*Your objective*
Reproduce the entries word for word, from their very beginning through the line containing "positive clicks: (329, 444)", including that line.

Information given START

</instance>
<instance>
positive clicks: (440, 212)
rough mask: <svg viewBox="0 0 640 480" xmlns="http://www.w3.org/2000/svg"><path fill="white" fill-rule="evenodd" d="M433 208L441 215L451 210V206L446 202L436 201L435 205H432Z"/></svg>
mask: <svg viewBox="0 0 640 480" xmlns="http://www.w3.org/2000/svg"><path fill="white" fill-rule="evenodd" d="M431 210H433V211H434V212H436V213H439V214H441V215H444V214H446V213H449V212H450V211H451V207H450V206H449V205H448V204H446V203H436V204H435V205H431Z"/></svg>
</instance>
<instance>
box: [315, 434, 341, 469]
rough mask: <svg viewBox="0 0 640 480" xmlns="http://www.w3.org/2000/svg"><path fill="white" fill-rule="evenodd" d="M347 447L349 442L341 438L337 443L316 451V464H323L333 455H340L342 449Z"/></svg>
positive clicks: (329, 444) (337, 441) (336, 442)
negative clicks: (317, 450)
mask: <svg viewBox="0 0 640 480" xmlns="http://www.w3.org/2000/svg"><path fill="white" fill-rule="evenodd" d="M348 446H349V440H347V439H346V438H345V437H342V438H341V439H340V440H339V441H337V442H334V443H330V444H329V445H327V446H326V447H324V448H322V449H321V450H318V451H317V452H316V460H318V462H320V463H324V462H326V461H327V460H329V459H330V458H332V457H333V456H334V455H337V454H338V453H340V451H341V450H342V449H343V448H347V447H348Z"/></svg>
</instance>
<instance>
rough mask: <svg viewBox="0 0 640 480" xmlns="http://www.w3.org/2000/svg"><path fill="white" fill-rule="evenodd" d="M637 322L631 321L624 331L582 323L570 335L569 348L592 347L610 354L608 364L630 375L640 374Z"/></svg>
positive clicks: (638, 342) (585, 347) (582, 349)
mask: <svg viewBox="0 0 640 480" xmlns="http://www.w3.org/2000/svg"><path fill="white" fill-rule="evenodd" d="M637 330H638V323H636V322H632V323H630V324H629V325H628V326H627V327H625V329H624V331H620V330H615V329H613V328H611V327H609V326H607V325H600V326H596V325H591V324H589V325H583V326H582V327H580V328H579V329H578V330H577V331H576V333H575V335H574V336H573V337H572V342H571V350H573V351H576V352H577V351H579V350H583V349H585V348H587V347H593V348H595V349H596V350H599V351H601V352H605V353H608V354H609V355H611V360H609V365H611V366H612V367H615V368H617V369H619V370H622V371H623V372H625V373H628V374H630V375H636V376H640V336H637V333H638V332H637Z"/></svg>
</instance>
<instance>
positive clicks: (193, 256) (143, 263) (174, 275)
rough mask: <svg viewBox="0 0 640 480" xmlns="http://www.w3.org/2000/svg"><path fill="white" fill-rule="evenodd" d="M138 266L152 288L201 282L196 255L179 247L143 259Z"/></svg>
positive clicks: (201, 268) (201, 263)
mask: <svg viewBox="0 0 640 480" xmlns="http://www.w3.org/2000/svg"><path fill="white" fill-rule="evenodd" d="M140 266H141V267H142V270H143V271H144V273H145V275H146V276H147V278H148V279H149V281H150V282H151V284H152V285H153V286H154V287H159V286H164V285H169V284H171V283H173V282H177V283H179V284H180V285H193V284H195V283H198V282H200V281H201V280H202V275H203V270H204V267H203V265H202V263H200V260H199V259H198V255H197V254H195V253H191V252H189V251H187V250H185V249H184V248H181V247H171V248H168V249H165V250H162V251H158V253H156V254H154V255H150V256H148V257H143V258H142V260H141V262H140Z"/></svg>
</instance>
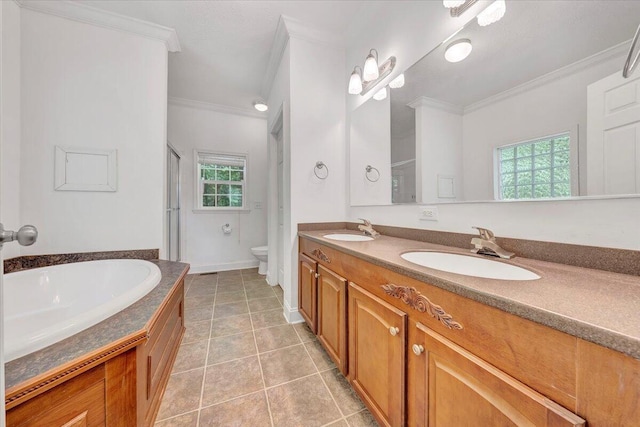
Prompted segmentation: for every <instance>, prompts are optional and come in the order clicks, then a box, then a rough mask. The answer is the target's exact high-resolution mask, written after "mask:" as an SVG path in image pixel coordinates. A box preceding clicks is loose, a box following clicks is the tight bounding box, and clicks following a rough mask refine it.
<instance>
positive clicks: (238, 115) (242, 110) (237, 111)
mask: <svg viewBox="0 0 640 427" xmlns="http://www.w3.org/2000/svg"><path fill="white" fill-rule="evenodd" d="M168 101H169V104H170V105H175V106H178V107H187V108H196V109H198V110H209V111H215V112H216V113H223V114H234V115H236V116H247V117H254V118H258V119H265V120H266V119H267V113H266V112H264V113H261V112H260V111H257V110H255V109H249V108H240V107H231V106H229V105H220V104H213V103H210V102H205V101H196V100H193V99H185V98H177V97H174V96H170V97H169V98H168Z"/></svg>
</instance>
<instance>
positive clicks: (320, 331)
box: [318, 265, 348, 375]
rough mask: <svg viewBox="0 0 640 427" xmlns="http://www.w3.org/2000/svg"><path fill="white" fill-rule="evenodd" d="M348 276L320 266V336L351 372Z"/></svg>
mask: <svg viewBox="0 0 640 427" xmlns="http://www.w3.org/2000/svg"><path fill="white" fill-rule="evenodd" d="M346 297H347V280H346V279H345V278H343V277H342V276H339V275H338V274H336V273H334V272H333V271H331V270H328V269H326V268H324V267H323V266H321V265H319V266H318V339H319V340H320V342H321V343H322V344H323V345H324V347H325V349H326V350H327V353H329V356H330V357H331V358H332V359H333V361H334V362H335V364H336V365H337V366H338V368H339V369H340V371H341V372H342V374H343V375H346V374H347V371H348V369H347V300H346Z"/></svg>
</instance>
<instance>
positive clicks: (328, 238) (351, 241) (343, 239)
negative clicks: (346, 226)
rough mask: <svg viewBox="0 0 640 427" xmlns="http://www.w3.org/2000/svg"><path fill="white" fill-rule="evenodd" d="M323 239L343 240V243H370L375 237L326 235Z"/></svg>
mask: <svg viewBox="0 0 640 427" xmlns="http://www.w3.org/2000/svg"><path fill="white" fill-rule="evenodd" d="M323 237H326V238H327V239H331V240H342V241H343V242H368V241H369V240H373V237H369V236H365V235H362V234H346V233H339V234H325V235H324V236H323Z"/></svg>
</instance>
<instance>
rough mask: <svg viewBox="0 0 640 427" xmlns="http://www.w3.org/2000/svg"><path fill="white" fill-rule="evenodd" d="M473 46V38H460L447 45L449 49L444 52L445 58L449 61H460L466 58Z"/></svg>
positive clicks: (469, 52) (447, 47)
mask: <svg viewBox="0 0 640 427" xmlns="http://www.w3.org/2000/svg"><path fill="white" fill-rule="evenodd" d="M472 49H473V46H471V40H469V39H459V40H456V41H454V42H453V43H451V44H450V45H449V46H447V50H445V52H444V59H446V60H447V61H449V62H460V61H462V60H463V59H465V58H466V57H467V56H469V54H470V53H471V50H472Z"/></svg>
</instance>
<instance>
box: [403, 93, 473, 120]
mask: <svg viewBox="0 0 640 427" xmlns="http://www.w3.org/2000/svg"><path fill="white" fill-rule="evenodd" d="M407 107H411V108H418V107H430V108H435V109H437V110H442V111H446V112H447V113H453V114H459V115H462V114H463V113H464V108H462V107H461V106H459V105H455V104H451V103H450V102H445V101H440V100H439V99H433V98H429V97H426V96H419V97H418V98H416V99H414V100H413V101H411V102H410V103H408V104H407Z"/></svg>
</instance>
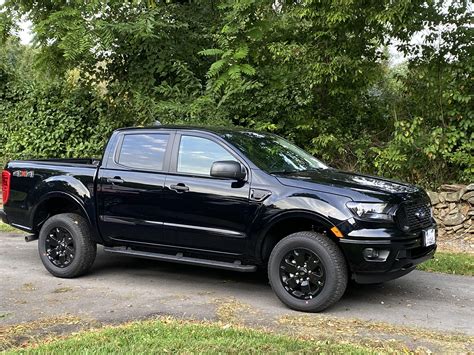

Information given END

*Response to the task*
</instance>
<instance>
positive clicks: (440, 212)
rough mask: <svg viewBox="0 0 640 480" xmlns="http://www.w3.org/2000/svg"><path fill="white" fill-rule="evenodd" d="M433 208L441 215L451 210V206L446 202L436 201L435 205H432Z"/></svg>
mask: <svg viewBox="0 0 640 480" xmlns="http://www.w3.org/2000/svg"><path fill="white" fill-rule="evenodd" d="M431 210H433V211H434V212H436V213H439V214H441V215H444V214H446V213H449V212H450V211H451V207H450V206H449V205H448V204H446V203H436V204H435V205H431Z"/></svg>
</instance>
<instance>
box: [315, 434, 341, 469]
rough mask: <svg viewBox="0 0 640 480" xmlns="http://www.w3.org/2000/svg"><path fill="white" fill-rule="evenodd" d="M347 447L349 442L341 438L337 443L316 451V464H323L333 455H340L342 449Z"/></svg>
positive clicks: (329, 444) (337, 441) (336, 442)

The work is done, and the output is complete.